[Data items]
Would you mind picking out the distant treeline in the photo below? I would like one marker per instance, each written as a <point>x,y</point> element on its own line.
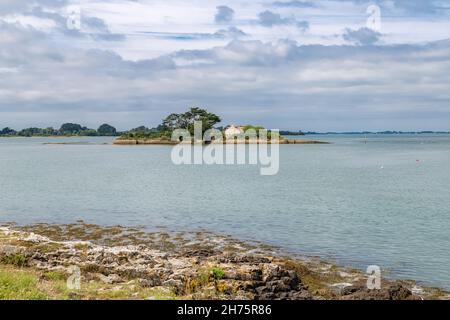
<point>380,132</point>
<point>67,129</point>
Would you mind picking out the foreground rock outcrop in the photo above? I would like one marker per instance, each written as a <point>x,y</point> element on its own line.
<point>189,266</point>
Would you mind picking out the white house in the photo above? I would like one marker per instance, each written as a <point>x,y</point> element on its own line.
<point>233,131</point>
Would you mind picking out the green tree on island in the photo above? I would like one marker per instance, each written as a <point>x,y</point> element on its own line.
<point>106,130</point>
<point>186,120</point>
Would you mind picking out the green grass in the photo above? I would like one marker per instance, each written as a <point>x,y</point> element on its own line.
<point>217,273</point>
<point>15,259</point>
<point>19,285</point>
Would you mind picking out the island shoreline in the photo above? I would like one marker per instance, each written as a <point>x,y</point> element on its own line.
<point>130,263</point>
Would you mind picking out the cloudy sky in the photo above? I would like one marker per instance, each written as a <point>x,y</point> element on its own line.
<point>312,65</point>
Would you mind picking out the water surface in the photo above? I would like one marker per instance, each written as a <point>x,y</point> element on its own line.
<point>380,199</point>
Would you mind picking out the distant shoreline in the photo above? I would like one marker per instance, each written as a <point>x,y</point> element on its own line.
<point>169,142</point>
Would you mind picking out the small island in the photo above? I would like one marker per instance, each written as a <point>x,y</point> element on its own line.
<point>237,134</point>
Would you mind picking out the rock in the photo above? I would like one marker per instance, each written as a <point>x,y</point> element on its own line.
<point>110,279</point>
<point>391,292</point>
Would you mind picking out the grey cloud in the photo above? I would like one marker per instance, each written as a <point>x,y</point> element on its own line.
<point>22,6</point>
<point>294,4</point>
<point>280,84</point>
<point>269,19</point>
<point>92,27</point>
<point>224,14</point>
<point>231,32</point>
<point>362,36</point>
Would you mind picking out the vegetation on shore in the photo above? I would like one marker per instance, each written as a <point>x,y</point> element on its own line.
<point>128,263</point>
<point>67,129</point>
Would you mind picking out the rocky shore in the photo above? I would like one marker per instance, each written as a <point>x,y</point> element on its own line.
<point>128,263</point>
<point>169,142</point>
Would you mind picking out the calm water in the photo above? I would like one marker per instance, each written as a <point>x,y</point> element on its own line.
<point>384,202</point>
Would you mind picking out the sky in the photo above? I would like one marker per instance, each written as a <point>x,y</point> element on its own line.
<point>342,65</point>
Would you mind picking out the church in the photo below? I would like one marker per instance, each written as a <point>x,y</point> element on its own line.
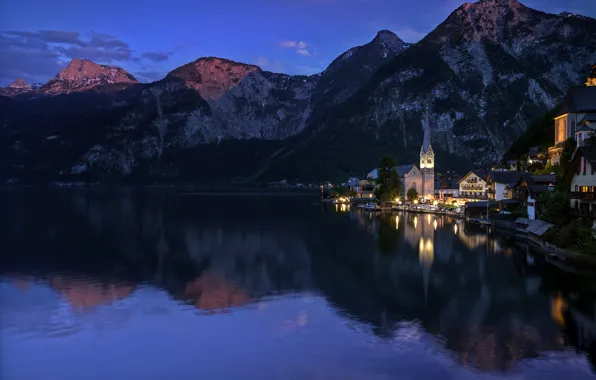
<point>422,179</point>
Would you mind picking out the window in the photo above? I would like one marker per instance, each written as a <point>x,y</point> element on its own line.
<point>561,130</point>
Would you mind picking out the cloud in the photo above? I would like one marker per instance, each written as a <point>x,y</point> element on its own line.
<point>268,65</point>
<point>288,44</point>
<point>38,56</point>
<point>307,70</point>
<point>149,75</point>
<point>303,52</point>
<point>299,46</point>
<point>156,57</point>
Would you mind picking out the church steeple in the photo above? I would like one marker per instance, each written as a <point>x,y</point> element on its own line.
<point>426,146</point>
<point>427,159</point>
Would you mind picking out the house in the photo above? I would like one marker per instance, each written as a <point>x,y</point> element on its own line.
<point>581,177</point>
<point>421,179</point>
<point>446,188</point>
<point>578,109</point>
<point>473,185</point>
<point>500,183</point>
<point>409,175</point>
<point>353,184</point>
<point>528,189</point>
<point>366,188</point>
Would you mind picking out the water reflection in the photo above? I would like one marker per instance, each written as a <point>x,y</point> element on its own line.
<point>304,287</point>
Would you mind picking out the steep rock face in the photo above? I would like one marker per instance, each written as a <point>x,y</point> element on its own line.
<point>351,70</point>
<point>591,79</point>
<point>83,75</point>
<point>486,72</point>
<point>18,87</point>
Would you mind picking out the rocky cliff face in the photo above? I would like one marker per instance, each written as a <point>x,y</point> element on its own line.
<point>84,75</point>
<point>591,79</point>
<point>485,73</point>
<point>18,87</point>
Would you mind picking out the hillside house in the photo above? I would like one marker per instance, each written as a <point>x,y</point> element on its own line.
<point>474,185</point>
<point>501,183</point>
<point>578,112</point>
<point>581,177</point>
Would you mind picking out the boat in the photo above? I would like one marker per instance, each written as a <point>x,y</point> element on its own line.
<point>370,206</point>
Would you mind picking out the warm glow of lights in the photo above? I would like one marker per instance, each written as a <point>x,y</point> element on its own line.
<point>426,251</point>
<point>557,306</point>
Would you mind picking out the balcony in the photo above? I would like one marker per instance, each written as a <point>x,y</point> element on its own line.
<point>584,213</point>
<point>583,195</point>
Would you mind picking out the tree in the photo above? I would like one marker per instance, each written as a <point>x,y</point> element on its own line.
<point>566,156</point>
<point>554,207</point>
<point>388,184</point>
<point>412,194</point>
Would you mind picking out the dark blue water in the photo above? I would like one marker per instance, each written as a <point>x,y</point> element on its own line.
<point>166,285</point>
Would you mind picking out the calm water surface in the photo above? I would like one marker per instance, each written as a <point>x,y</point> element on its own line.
<point>167,285</point>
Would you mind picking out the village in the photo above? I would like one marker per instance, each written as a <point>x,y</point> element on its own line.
<point>549,196</point>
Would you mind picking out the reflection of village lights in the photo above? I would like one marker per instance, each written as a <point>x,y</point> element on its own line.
<point>557,306</point>
<point>426,251</point>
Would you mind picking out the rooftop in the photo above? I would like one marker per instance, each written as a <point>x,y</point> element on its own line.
<point>579,99</point>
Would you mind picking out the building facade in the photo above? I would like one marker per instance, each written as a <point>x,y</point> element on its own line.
<point>582,178</point>
<point>474,185</point>
<point>427,162</point>
<point>421,179</point>
<point>577,111</point>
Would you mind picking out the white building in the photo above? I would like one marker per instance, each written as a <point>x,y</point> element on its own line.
<point>501,182</point>
<point>582,178</point>
<point>411,177</point>
<point>474,185</point>
<point>578,109</point>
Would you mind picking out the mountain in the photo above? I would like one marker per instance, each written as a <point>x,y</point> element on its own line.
<point>591,79</point>
<point>541,132</point>
<point>18,87</point>
<point>83,75</point>
<point>485,73</point>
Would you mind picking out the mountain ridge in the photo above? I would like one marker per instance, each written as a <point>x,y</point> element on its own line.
<point>485,72</point>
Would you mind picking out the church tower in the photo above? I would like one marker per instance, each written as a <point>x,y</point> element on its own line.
<point>427,161</point>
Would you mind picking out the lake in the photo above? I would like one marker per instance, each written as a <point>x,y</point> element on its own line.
<point>169,284</point>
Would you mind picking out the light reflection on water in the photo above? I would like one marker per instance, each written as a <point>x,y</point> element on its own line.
<point>149,286</point>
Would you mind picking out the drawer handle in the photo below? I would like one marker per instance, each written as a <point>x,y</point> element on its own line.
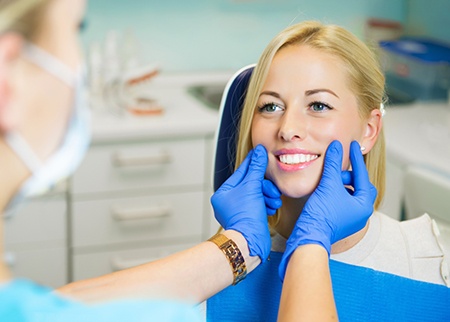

Problem details: From the listing above, pull out every line that contains the word "distant". Case counts.

Written response:
Would you mind picking out the distant treeline in the photo below? I would like one marker per instance, each written as a <point>x,y</point> element on its own line.
Would you mind picking out the distant shoreline in the photo above? I would like one marker per instance, each written as a <point>x,y</point> element on its own line.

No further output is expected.